### Выбранный отрывок

Воспоминания о Марине Цветаевой - Одоевцева Ирина Владимировна 54 стр.


В январе 1961 года я получила из Тарусы от дочери М. И. Цветаевой Ариадны Сергеевны Эфрон письмо. Она писала:

«У меня к тебе, Нинаша, преогромная просьба, которую ты, несомненно, всем сердцем поймешь. Я собираю (и небезуспешно, о чем расскажу при встрече) мамино и о маме. Время летит быстро, память слабеет, тускнеет, и я тороплюсь у него, времени, вырвать все, что только возможно, о маме. Запиши, дружок, для меня то, что тебе еще помнится о ней. Ты ведь была последним человеком, видевшим ее накануне отъезда, очень незадолго до смерти… Хорошо бы записать все, что помнится: как и где ты видела ее в первый раз? Что запомнилось из последующих встреч? Что запомнилось из слов, из разговоров? Какой показалась внешность? Теперь, Нинуша, каждая мелочь — бесценна, и то, что помнишь ты, не помнит уже больше никто. Мама очень тебя любила, о чем писала мне — еще успела написать — в Коми. И ты ее полюбила искренне. И единственное, что можем мы, любившие и любящие, единственное, чем можем победить ее смерть, — это запечатлеть ее живую… Все записанное, все собранное мною я завещаю Литературному Музею, и, когда по-настоящему настанет мамин час, будущие ее друзья и почитатели найдут живую правду о ней. Это очень важно. Уже сейчас возникают о ней неправдивые „легенды“, уже люди, мало, а то и вовсе не знавшие ее, претендуют на „раскрытие“ ее стихов, поступков, жизни, немилосердно искажая — часто лишь по недомыслию — то, к чему они чаще всего не имели ни малейшего касательства. А „выдумывать“ ее ни к чему. Такую не выдумаешь.

И не задумывайся над тем, „как“ писать. Всякие подобные раздумья только тормозят. Пиши так просто, как письмо…»

### Записи данных
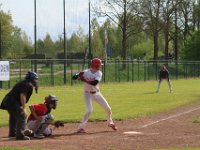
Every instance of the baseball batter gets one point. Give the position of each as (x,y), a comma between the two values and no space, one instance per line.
(91,78)
(164,75)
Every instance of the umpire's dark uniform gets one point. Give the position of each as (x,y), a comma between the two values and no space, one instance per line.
(12,103)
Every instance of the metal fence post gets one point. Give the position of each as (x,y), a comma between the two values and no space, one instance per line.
(52,73)
(104,68)
(71,67)
(138,71)
(132,70)
(128,70)
(144,70)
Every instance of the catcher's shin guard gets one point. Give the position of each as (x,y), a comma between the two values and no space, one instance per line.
(47,119)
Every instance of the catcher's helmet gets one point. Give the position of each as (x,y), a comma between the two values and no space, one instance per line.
(31,76)
(96,63)
(51,100)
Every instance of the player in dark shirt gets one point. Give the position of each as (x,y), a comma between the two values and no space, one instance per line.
(164,75)
(14,102)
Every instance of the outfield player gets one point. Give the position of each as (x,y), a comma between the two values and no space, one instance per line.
(15,103)
(91,78)
(40,117)
(164,75)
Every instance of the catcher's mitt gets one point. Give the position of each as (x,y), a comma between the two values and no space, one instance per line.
(28,132)
(58,124)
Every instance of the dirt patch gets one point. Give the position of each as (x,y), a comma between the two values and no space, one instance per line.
(173,129)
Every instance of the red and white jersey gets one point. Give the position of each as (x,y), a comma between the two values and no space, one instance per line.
(40,110)
(89,76)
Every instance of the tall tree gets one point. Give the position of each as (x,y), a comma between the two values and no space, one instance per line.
(152,10)
(122,12)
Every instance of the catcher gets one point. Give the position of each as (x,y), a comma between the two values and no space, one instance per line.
(40,118)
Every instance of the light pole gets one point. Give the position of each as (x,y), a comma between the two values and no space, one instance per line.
(35,37)
(90,53)
(64,32)
(0,39)
(0,32)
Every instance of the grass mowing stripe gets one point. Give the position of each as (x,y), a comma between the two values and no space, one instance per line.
(127,100)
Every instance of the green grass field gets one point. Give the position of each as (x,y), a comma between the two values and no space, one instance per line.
(127,100)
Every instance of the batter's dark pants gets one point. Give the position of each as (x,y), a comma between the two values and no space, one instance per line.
(16,119)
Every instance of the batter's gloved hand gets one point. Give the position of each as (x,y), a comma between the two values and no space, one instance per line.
(78,76)
(59,123)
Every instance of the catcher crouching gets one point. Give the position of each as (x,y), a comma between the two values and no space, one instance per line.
(40,118)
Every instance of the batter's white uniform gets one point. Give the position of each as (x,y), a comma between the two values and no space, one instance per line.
(92,92)
(34,124)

### Описание задания
Кому, согласно отрывку, Ариадна Сергеевна Эфрон завещает все записанное и собранное ею о матери? Записи получены из другого источника.

### Выполненное задание
Литературному Музею.